AIM 1:
In the records below, starting at the line that contains "Crop-scouting request: mark the wrist" and ending at the end of the records, rewrite every line, requests included. Multiply each coordinate in the answers by 1.8 and round it to a whole number, with halves rounded up.

EXTRACT PROVIDED:

---

Morocco demands Western Sahara deal ‘based exclusively’ on its plan
  • Morocco has been emboldened by US recognition of its annexation of the territory, granted by the Donald Trump administration in late 2020 in return for its normalization of relations with Israel

RABAT: Morocco’s top diplomat told the United Nations envoy for Western Sahara Friday that any settlement of the decades-old dispute must be “based exclusively” on its autonomy plan.
UN envoy Staffan de Mistura had traveled to the former Spanish colony on Monday for his first visit since taking office and met elected officials, and dignitaries and tribal chiefs.
His visit to the government-controlled cities of Laayoune and Dakhla saw him hold talks with independence activists as well as supporters of union with Morocco, Moroccan media reported.
Morocco has been emboldened by US recognition of its annexation of the territory, granted by the Donald Trump administration in late 2020 in return for its normalization of relations with Israel.
In his talks with the UN envoy on Friday, Foreign Minister Nasser Bourita insisted that the only settlement Rabat would accept for the contested territory was autonomy within Morocco, not the independence the Algerian-backed Polisario Front has been pushing for since the last years of Spanish rule in the 1970s.
Bourita’s delegation called for “a political solution based exclusively on the Moroccan autonomy plan, in the framework of the national sovereignty and territorial integrity of the kingdom,” a foreign ministry statement said.
A UN mission has been deployed in Western Sahara since 1991, tasked with organizing a referendum on the territory’s future provided for by a cease-fire agreement between Morocco and the Polisario that year.
The referendum has never taken place, and in late 2020 the Polisario announced it was resuming fighting.
Morocco controls around 80 percent of Western Sahara, including all its main resources and population centers, while the Polisario controls a swathe of the desert interior.

---

AIM 2:
According to the news report, since what year has a UN mission been deployed in Western Sahara?

RECORDS SHOWN:
---

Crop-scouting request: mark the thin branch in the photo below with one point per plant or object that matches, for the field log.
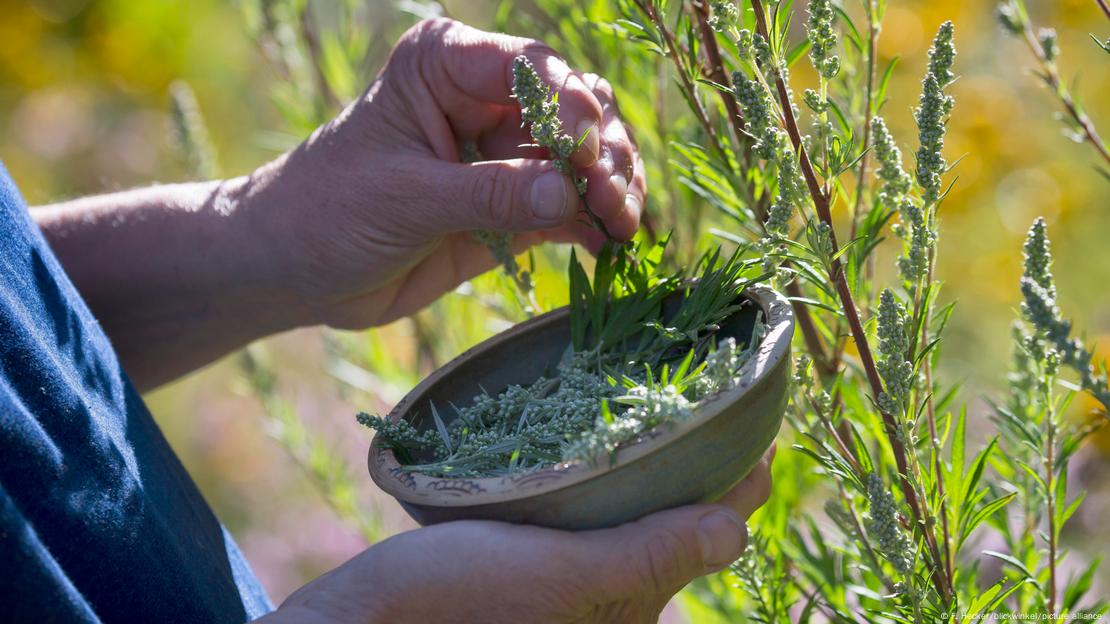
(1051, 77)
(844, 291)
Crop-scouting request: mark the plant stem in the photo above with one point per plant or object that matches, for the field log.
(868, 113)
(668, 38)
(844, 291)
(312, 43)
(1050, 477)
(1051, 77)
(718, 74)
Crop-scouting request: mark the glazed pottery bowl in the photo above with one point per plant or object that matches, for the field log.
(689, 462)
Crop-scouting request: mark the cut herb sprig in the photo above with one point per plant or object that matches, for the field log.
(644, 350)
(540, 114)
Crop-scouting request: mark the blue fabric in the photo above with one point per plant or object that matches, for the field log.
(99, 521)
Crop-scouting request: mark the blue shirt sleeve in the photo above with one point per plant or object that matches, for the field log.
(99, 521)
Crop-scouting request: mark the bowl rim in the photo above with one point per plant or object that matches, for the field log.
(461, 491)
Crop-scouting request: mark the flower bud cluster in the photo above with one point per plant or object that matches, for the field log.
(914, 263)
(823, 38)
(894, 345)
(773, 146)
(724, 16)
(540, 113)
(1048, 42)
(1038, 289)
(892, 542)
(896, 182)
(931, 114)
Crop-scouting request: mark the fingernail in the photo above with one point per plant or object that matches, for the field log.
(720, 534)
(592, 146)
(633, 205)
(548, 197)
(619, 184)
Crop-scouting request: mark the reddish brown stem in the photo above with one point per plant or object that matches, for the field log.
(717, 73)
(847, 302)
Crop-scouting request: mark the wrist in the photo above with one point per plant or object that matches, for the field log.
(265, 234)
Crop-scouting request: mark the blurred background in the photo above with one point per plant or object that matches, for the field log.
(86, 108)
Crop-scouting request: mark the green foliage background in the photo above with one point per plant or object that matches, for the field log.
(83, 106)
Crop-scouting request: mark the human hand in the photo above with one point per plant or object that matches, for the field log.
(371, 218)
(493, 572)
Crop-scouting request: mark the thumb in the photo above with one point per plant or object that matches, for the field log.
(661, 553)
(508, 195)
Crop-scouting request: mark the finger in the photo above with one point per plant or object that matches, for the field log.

---

REPLY 1:
Crop-scouting request: mark the wrist in the photo above with one point per plant or object that matches, for the field log.
(477, 421)
Crop-scouting request: mark the blurred background in the photo above with one point per plant or object that matches, for the field log.
(155, 194)
Crop-scouting request: mark the green foliage background in the photo above with one point per plant or object that matches, for the field log.
(149, 191)
Crop-scouting request: mark the human hand in the photo above with one point per plant or object that matches, for the field log.
(668, 392)
(887, 1030)
Crop-scouting request: mark the thumb in the photo above with one point per plant or object that matches, for the field log.
(1190, 995)
(914, 351)
Crop-scouting request: mark the finger in the photo above with one point per plant or object that matches, for the field log.

REPLY 2:
Since 1991.